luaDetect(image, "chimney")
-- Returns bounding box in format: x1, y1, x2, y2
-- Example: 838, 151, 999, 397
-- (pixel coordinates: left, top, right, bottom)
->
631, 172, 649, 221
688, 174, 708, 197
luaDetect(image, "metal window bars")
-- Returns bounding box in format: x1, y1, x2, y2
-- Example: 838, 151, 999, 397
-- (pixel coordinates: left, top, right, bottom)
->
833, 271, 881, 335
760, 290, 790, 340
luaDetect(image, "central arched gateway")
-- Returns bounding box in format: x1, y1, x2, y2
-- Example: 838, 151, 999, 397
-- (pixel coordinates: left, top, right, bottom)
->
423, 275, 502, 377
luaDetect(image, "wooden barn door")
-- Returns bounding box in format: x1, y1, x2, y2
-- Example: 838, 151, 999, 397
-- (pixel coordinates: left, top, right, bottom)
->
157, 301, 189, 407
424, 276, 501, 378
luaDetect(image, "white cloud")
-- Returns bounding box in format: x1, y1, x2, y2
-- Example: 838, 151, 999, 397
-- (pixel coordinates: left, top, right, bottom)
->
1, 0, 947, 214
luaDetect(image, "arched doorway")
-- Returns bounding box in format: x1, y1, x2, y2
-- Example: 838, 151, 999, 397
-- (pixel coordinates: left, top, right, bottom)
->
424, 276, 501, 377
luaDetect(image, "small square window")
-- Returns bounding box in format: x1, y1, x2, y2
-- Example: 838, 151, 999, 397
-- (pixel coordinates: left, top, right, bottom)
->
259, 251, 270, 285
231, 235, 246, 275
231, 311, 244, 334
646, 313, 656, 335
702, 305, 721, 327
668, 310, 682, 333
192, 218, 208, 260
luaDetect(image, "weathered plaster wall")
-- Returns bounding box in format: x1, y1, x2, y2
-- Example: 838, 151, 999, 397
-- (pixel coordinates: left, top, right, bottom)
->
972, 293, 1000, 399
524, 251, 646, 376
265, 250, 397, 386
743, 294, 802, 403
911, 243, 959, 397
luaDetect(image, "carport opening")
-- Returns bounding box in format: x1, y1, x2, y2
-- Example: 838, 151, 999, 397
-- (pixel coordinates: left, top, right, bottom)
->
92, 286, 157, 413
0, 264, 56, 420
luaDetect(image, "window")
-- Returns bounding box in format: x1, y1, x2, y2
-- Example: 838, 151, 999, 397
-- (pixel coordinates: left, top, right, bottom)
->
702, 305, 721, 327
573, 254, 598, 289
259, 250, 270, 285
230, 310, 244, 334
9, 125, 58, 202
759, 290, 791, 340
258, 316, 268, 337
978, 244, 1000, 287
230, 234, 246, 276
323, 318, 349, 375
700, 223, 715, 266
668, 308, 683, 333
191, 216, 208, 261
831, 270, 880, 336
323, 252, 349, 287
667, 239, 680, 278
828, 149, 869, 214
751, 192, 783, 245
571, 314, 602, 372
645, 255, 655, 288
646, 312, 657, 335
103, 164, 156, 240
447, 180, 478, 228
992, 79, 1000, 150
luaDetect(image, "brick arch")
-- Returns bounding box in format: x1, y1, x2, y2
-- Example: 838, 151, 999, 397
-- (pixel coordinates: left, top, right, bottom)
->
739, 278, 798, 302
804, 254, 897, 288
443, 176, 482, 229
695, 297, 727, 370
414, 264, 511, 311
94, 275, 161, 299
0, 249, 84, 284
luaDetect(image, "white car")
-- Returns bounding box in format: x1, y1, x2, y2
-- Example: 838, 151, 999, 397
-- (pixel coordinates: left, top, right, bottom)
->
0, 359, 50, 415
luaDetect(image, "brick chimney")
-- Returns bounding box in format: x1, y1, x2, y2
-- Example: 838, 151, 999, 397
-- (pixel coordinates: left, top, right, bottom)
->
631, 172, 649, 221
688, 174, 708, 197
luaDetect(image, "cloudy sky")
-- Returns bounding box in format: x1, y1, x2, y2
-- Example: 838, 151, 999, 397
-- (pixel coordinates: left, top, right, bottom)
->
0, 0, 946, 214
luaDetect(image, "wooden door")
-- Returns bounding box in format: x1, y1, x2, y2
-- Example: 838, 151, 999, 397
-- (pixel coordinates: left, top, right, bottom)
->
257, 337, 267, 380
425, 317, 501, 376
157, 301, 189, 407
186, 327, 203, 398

★ ★ ★

**What this task involves**
Every line of the data is to be printed again exactly.

**Answer for this exercise**
luaDetect(image, "chimney")
-- Returns bounding box in format: x1, y1, x2, y2
-- Example: 838, 151, 999, 397
-- (pixel coordinates: left, top, right, bottom)
->
631, 172, 649, 221
688, 174, 708, 197
luaDetect(image, "metal window bars")
-- Returns bounding box in format: x1, y1, x2, y2
-- Example: 838, 151, 999, 397
-- (pixel coordinates: left, top, right, bottom)
->
833, 271, 881, 335
760, 290, 790, 340
luaDetect(image, "central arched gateway")
-- Returns bounding box in format: x1, y1, x2, y2
-- Example: 838, 151, 999, 397
-- (pixel coordinates: left, top, right, bottom)
->
423, 275, 502, 377
luaDetect(image, "wooden barn door")
-- Returns bounding box in format: x1, y1, x2, y2
-- Example: 838, 151, 999, 397
-- (pixel coordinates: left, top, right, bottom)
->
157, 301, 189, 407
424, 276, 501, 378
luaDetect(image, "white cloud")
-- Returns bounding box in format: x1, y1, x2, y2
-- Example: 838, 151, 999, 397
-- (pixel coordinates: left, top, right, bottom)
->
1, 0, 947, 214
luaDetect(image, "arched doorway")
-- Returns bounding box in format: x1, y1, x2, y2
-- Example: 838, 151, 999, 397
-- (pixel coordinates: left, top, right, bottom)
->
424, 276, 501, 377
luaDetect(image, "small square window")
-- Returns bounding box in format: x1, y1, x2, y2
-- Example: 838, 151, 999, 397
-- (pixel coordinates: left, top, right, bottom)
->
259, 251, 270, 285
231, 235, 246, 275
231, 311, 244, 334
646, 313, 656, 335
702, 305, 721, 327
668, 310, 682, 333
192, 218, 208, 260
luaDetect(image, "weathered plaster wall")
-- Returns bounding box in format: x1, y1, x2, y2
-- Example: 838, 151, 999, 397
-- (pixel coordinates: left, top, right, bottom)
->
972, 293, 1000, 399
524, 251, 646, 376
265, 250, 397, 386
743, 294, 802, 403
911, 243, 959, 397
luaDetect(image, "carport opening")
-- Returns bounding box in format: x1, y1, x2, y2
-- Example: 838, 151, 999, 397
-- (pixel coordinates: left, top, right, bottom)
->
92, 286, 157, 413
0, 264, 56, 420
luaDetect(image, "window")
-- Returns bounding box in format: x1, y1, x2, y2
-- Example: 838, 151, 999, 397
-- (pixel coordinates: left, top, right, bottom)
->
702, 305, 721, 327
573, 254, 598, 289
259, 250, 270, 285
230, 310, 244, 334
9, 125, 58, 202
759, 290, 791, 340
258, 316, 268, 337
978, 244, 1000, 287
230, 234, 246, 276
323, 318, 349, 375
700, 223, 715, 266
668, 308, 683, 333
191, 216, 208, 261
831, 270, 880, 336
323, 252, 349, 287
667, 239, 680, 278
828, 149, 869, 214
751, 192, 783, 245
571, 314, 602, 372
645, 255, 655, 288
646, 312, 657, 335
103, 164, 156, 240
447, 180, 478, 228
992, 79, 1000, 150
luaDetect(image, "brick arch")
-- Returns bounding box in format: x1, y1, x2, y2
-- Example: 838, 151, 999, 397
-- (pixel coordinates: left, top, right, bottom)
->
739, 278, 798, 302
804, 254, 897, 288
443, 176, 482, 229
695, 297, 727, 370
414, 264, 511, 311
94, 275, 161, 299
0, 249, 84, 284
luaDetect(image, "white car")
-- Returns bounding box in format: x1, y1, x2, y2
-- Example: 838, 151, 999, 397
-- (pixel coordinates: left, top, right, bottom)
->
0, 359, 50, 415
luaDetect(image, "brick chimney")
-- Returns bounding box in format: x1, y1, x2, y2
-- Example: 838, 151, 999, 397
-- (pixel coordinates: left, top, right, bottom)
->
631, 172, 649, 221
688, 174, 708, 197
luaDetect(image, "cloudy sky")
-- Returns bounding box in format: x1, y1, x2, y2
-- Example: 838, 151, 999, 397
-- (pixel coordinates: left, top, right, bottom)
->
0, 0, 946, 214
luaDetect(image, "wooden door")
-- Returns bounding box in format: x1, y1, x2, y2
-- Example: 838, 151, 999, 397
-- (pixel coordinates: left, top, right, bottom)
->
257, 337, 267, 380
425, 317, 501, 376
157, 301, 189, 407
186, 327, 203, 398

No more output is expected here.